## AIM OF THE TASK
Copy out the items below with every "fence" swapped for "railing" and nothing else changed. Leave the pictures out.

begin RECORD LIST

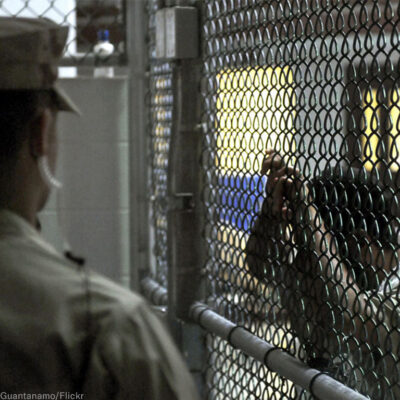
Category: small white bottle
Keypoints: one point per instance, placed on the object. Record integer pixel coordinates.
(102, 50)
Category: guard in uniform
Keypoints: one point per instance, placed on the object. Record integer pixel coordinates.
(64, 331)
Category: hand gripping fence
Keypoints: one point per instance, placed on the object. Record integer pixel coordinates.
(301, 244)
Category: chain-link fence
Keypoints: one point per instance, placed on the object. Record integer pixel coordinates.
(309, 263)
(160, 101)
(89, 21)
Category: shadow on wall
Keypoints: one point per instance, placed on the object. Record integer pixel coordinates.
(92, 209)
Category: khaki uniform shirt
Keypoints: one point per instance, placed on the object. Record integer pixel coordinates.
(64, 330)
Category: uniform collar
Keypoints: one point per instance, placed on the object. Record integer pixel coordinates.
(12, 223)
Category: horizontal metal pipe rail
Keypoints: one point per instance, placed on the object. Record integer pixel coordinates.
(316, 382)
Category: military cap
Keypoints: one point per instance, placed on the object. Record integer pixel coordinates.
(30, 49)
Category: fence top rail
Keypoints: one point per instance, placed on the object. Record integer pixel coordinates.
(318, 383)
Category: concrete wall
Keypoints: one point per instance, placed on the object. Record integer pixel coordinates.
(92, 209)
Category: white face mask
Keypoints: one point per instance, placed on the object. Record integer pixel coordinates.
(46, 174)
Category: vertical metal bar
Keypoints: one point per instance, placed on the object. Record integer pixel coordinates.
(185, 252)
(137, 57)
(185, 245)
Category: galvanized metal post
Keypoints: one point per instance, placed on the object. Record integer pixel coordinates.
(139, 214)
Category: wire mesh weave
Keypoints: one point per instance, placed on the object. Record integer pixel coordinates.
(308, 262)
(160, 126)
(85, 19)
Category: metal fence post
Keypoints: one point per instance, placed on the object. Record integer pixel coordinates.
(137, 53)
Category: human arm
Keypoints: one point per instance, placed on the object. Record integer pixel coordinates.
(333, 299)
(133, 357)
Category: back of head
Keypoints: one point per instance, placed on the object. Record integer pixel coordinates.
(30, 49)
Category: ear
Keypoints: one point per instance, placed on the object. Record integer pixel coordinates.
(40, 133)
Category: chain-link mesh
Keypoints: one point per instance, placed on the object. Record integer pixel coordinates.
(160, 126)
(86, 19)
(303, 240)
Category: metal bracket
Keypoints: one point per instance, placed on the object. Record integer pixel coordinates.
(177, 33)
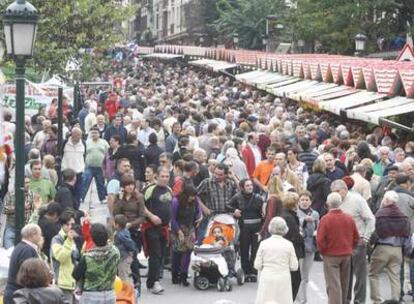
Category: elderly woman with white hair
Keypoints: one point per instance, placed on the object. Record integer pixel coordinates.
(393, 230)
(235, 164)
(275, 259)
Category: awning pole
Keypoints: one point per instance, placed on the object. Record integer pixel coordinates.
(387, 122)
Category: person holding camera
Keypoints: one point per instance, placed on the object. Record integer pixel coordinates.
(65, 255)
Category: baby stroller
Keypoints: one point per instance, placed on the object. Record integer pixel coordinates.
(215, 265)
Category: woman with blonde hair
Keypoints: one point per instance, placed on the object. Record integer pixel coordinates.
(289, 213)
(274, 203)
(49, 163)
(36, 278)
(319, 186)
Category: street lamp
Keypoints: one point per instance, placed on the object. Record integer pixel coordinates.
(264, 42)
(20, 24)
(235, 40)
(301, 45)
(360, 40)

end RECORD LIST

## OUTPUT BELOW
Category: small white bottle
Keypoints: one point per instance, placed on the object. Record integer pixel coordinates.
(102, 50)
Category: guard in uniform
Keypoints: one point per instance, placed on the object. Record integer pixel coordinates.
(64, 331)
Category: hand gripping railing
Keypoints: one point per instance, placed on the object. Record integer pixel coordinates.
(301, 244)
Category: chain-link railing
Keypoints: one point per instance, placed on the object. Record integer pixel coordinates.
(309, 263)
(160, 101)
(89, 21)
Category: shadow on wall
Keypoints: one point per instance, placed on the object. Record integer pixel coordinates.
(92, 209)
Category: khaki uniform shirt
Keypoints: one point per instance, placed on the object. Record integer pixel coordinates.
(64, 330)
Category: uniform collar
Keypoints: one point per instance, placed on the object. Record integer pixel coordinates.
(12, 223)
Category: horizontal metal pipe rail
Keypoints: one point per instance, placed on the object. Record integer pixel coordinates.
(316, 382)
Category: military cap
Keypoints: one point per instance, placed on the object. Record integer pixel coordinates.
(30, 49)
Category: railing top rail
Keypoints: one point per instance, placed on the object. Record integer pixel coordinates.
(318, 383)
Category: concrete wall
Keypoints: one point per instance, placed on the object. Record integer pixel coordinates.
(92, 209)
Category: white face mask
Keypoints: one point per instance, placed on the object. Record integer pixel coordinates.
(46, 174)
Category: vertical metal bar
Keypoints: one point per instance, placed on the object. Record integer pixel coordinates.
(185, 252)
(137, 57)
(185, 245)
Category: galvanized metal post
Keypoints: one point per instance, placed on the object. Record integer pixel coordinates.
(139, 214)
Category: wire mesh weave
Keypoints: one point per instance, placed on the object. Record integer pixel coordinates.
(308, 262)
(160, 126)
(85, 19)
Category: metal railing post
Keypoints: one point per instance, placed on the object. Record integer pixel coordinates.
(137, 53)
Category: human arm
Keypoints: one point per instance, placed on the object. Record integer pixel coordinates.
(333, 299)
(133, 357)
Category: back of head
Keypoints: one point per instance, placed on the object. Record integer pixel coordinates.
(30, 49)
Category: ear
Keypoints: one point per instance, placed on the object. Record integer pixel coordinates.
(40, 133)
Category: chain-link mesh
Keypoints: one point per instance, placed on the object. Record integer pixel coordinates.
(160, 126)
(86, 19)
(303, 240)
Category: metal bracket
Keypoints: one point per instance, placed on the object. Record integer pixel coordinates.
(177, 33)
Category: elderly woman with white hair
Keypoints: one point per instance, placed on the object. Record integer pixel coordinates.
(393, 230)
(235, 164)
(275, 259)
Category: awning pole
Keypoints: one point per instance, placed on the object. Record integer pixel coordinates.
(387, 122)
Category: person holding camera
Keypoints: one point per instance, placed on the object. Record integer pixel coordinates.
(65, 255)
Category: baby stroller
Keypoints: one point per instance, placed on the object. Record integer pixel coordinates.
(215, 265)
Category: woman with blonde hair
Keypoints: one point per instance, placed on the object. Record integer pixel coordinates.
(289, 213)
(274, 203)
(49, 163)
(36, 278)
(319, 186)
Category: street lamp
Keypoints: one point per instance, placed on the object. Record integer pixel coordinates.
(264, 42)
(20, 24)
(235, 40)
(301, 45)
(360, 40)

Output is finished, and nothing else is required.